- **RECORDS SHOWN**:

◆ ◆ ◆ ◆ ◆

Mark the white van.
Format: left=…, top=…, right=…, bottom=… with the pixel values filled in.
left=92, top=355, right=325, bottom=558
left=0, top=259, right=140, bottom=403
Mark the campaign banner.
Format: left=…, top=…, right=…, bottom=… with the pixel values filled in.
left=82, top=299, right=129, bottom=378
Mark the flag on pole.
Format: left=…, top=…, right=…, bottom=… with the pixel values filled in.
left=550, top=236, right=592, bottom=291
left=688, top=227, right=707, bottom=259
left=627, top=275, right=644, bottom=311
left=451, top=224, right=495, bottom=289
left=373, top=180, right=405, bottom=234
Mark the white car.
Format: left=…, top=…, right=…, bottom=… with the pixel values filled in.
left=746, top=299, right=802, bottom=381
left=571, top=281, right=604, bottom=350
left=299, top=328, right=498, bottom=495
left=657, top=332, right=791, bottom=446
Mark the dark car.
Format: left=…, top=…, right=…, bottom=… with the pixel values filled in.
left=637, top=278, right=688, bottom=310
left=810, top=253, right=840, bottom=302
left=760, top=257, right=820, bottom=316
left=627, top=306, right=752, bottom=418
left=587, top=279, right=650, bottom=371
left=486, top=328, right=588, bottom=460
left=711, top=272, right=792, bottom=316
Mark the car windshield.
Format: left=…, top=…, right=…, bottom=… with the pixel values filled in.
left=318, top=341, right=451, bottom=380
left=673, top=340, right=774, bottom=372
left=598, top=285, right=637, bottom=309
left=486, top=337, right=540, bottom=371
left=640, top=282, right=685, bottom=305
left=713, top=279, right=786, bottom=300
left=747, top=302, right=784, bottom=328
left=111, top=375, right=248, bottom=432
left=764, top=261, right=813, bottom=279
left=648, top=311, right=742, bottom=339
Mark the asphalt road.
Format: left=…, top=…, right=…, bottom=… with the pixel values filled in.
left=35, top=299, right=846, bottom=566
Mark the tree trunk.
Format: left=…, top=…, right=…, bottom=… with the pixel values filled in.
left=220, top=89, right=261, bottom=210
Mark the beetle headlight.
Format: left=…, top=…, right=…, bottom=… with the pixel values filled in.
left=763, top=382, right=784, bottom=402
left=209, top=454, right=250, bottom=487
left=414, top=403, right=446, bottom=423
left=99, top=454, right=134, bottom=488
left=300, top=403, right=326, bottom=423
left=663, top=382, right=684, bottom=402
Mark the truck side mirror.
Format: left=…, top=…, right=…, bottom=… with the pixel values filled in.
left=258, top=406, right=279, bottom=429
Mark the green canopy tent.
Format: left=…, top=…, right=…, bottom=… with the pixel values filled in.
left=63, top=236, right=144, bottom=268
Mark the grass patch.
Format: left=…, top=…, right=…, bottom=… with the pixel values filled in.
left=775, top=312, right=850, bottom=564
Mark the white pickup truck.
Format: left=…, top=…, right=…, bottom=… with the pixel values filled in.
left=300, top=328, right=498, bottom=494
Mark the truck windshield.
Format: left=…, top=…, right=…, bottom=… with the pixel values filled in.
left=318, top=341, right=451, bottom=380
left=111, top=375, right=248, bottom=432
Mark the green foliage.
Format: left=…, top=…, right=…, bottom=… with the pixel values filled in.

◆ ◆ ◆ ◆ ◆

All of the records must be repeated exactly.

- **RESULT OF THE TASK**:
Mark the white van.
Format: left=…, top=…, right=…, bottom=… with the pixel values filled in.
left=92, top=355, right=325, bottom=558
left=0, top=259, right=140, bottom=403
Mark the campaign banner.
Format: left=…, top=…, right=…, bottom=… with the pixel values filled in.
left=82, top=299, right=129, bottom=378
Mark the flag on pole.
Format: left=…, top=…, right=…, bottom=… with the pixel values filled in.
left=550, top=236, right=592, bottom=291
left=688, top=227, right=707, bottom=259
left=627, top=275, right=644, bottom=311
left=451, top=224, right=495, bottom=289
left=373, top=180, right=405, bottom=234
Mark the white car.
Format: left=…, top=…, right=…, bottom=… with the pixel values filled in.
left=746, top=299, right=802, bottom=381
left=571, top=281, right=604, bottom=350
left=299, top=328, right=498, bottom=495
left=657, top=332, right=791, bottom=446
Mark the dark car.
Format: left=…, top=…, right=…, bottom=… with the pixel values filled in.
left=637, top=278, right=688, bottom=310
left=810, top=253, right=840, bottom=302
left=760, top=257, right=820, bottom=316
left=627, top=306, right=752, bottom=418
left=587, top=279, right=650, bottom=371
left=486, top=328, right=588, bottom=460
left=711, top=272, right=792, bottom=316
Mark the car windshield.
Format: left=…, top=…, right=…, bottom=… with the pixel values filled in.
left=318, top=341, right=451, bottom=380
left=673, top=340, right=774, bottom=372
left=598, top=285, right=637, bottom=309
left=486, top=337, right=540, bottom=371
left=640, top=282, right=685, bottom=305
left=713, top=279, right=786, bottom=300
left=747, top=302, right=784, bottom=328
left=111, top=375, right=248, bottom=432
left=764, top=261, right=813, bottom=279
left=648, top=311, right=742, bottom=339
Mark the asphalt road.
Format: left=…, top=…, right=…, bottom=… with the pixel values filled in.
left=35, top=299, right=846, bottom=566
Mark the tree trunk.
Format: left=…, top=…, right=…, bottom=… with the pixel values filled in.
left=220, top=89, right=261, bottom=210
Mark the beetle headlight.
Format: left=…, top=…, right=…, bottom=… with the pixel values filled in.
left=763, top=382, right=784, bottom=402
left=209, top=454, right=250, bottom=487
left=414, top=403, right=446, bottom=423
left=99, top=454, right=134, bottom=488
left=300, top=403, right=326, bottom=423
left=663, top=382, right=684, bottom=402
Mark the truck side mirror.
Format: left=…, top=…, right=…, bottom=… with the pixel values filled in.
left=258, top=406, right=279, bottom=429
Mark the green canopy tent.
Format: left=…, top=…, right=…, bottom=… with the pixel values filled in.
left=63, top=236, right=144, bottom=268
Mark the grass patch.
Format: left=…, top=…, right=…, bottom=… with the pixel values filled in.
left=775, top=312, right=850, bottom=564
Mark the white pickup truck.
Format: left=…, top=…, right=…, bottom=… with the pixel values filled in.
left=300, top=328, right=498, bottom=494
Mark the truck windshield.
Format: left=…, top=…, right=…, bottom=… with the pixel values filled in.
left=318, top=341, right=451, bottom=380
left=111, top=375, right=248, bottom=432
Mark the green foliage.
Format: left=…, top=…, right=…, bottom=… with the pixel values filled in.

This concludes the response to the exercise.